— Begin Selected text —
Ancient Roman flavours

Roman gourd dish

A lot has been written about ancient Roman history, but not so much about ancient Roman flavours. This is understandable because unfortunately, flavours and smells are not handed down to us from history. It takes much experimenting, eating and training your palate before you can say anything about Roman taste. After 20 years of experience with ancient Roman cuisine, I am willing to give it a try.

Shopping lists

It is hard to imagine the taste of a Roman elite dish when it is your first time reading the only Roman recipe book that has come down to us from the ancient world, attributed to Apicius. In this book, De re coquinaria, the combination of ingredients make you wonder how on earth someone ever invented these recipes. Well, recipes … they are more like shopping lists. Numerous, sometimes incoherent, ingredients that shake up your palate. Furthermore, there are no quantities and preparation methods. Welcome to ancient Roman cooking, I would say!

Roman palate

In the past years, I experimented with hundreds of ancient recipes. After a while, I discovered patterns and fixed combinations of ingredients and seasonings, which gives us a direction about what we have to look for in ancient flavours.

Roman cuisine can be characterized best by combinations of sweet & sour and sweet & savoury, with some spiciness here and there. It took me some time to figure out the Roman flavour palate, but now I am convinced that they were very good at balancing their flavours.
— End Selected text —
— Begin Excerpted data —
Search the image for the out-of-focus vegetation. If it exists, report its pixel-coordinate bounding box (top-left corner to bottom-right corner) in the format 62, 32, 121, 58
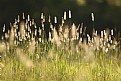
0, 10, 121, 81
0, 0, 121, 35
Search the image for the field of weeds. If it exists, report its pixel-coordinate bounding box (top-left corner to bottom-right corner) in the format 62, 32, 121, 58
— End Excerpted data —
— Begin Excerpted data —
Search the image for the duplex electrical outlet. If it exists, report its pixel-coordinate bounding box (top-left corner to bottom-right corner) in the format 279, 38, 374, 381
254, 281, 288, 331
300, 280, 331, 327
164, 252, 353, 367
— End Excerpted data —
— Begin Excerpted data —
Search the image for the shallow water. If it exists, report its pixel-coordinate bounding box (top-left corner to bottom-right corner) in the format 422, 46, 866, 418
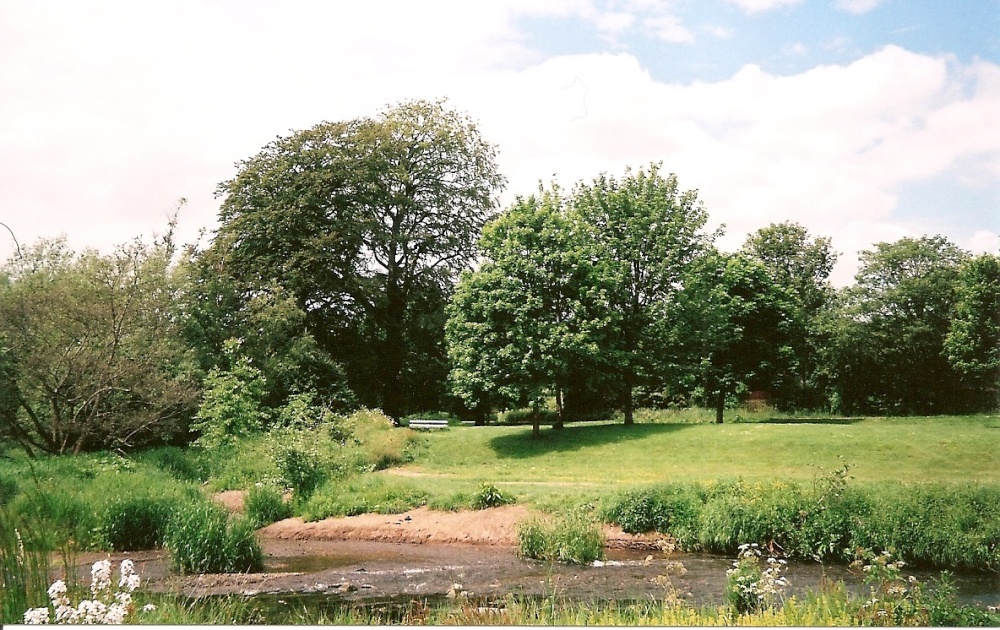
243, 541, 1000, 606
— End Excerpted data —
**What you will do:**
1. Copy everything in the text on ancient Roman flavors from "In the past" down to "in ancient flavours.", leaving every word unchanged.
2. How would you render this sentence from the text on ancient Roman flavors in German: "In the past years, I experimented with hundreds of ancient recipes."?
3. Carry on the piece about ancient Roman flavors, picking up after its final sentence.

**Per-task answers:**
1.
In the past years, I experimented with hundreds of ancient recipes. After a while, I discovered patterns and fixed combinations of ingredients and seasonings, which gives us a direction about what we have to look for in ancient flavours.

2. In den vergangenen Jahren habe ich mit Hunderten antiker Rezepte experimentiert.

3.
Salt

The most important flavour of ancient Rome was without doubt garum, fermented fish sauce. It was the salt of the Roman kitchen. Romans made it by putting fish and salt in earthenware jugs or pots and by letting it ferment. After a few months, you had a salty golden liquor. Plinius (23-79 AD) wrote about it: except for perfume, no liquids are higher regarded.

Garum adds a salty flavour to a dish. The use of salt is limited to just three recipes in De re coquinaria. While fish sauce is mentioned in 347 out of 459 recipes. But there is more to garum. Except for the salty flavour, it adds a very deep, complex, unique, difficult to define taste to a dish and it is not fishy. The best way to describe it is with the Japanese term umami.

Sweet and Sour

Romans were sweet tooth. The sweet flavour derives mostly from honey. Sugar, as we know it today, was unknown to Romans. Dried fruits, like dates, raisins and figs were also loved sweetenings in sauces, marinades, dressings and stews. And there was defrutum, sapa and passum, cooked grape must. The syrupy sweet (sometimes a bit smoky) juice gave dishes a surprising, deep, sweet flavour.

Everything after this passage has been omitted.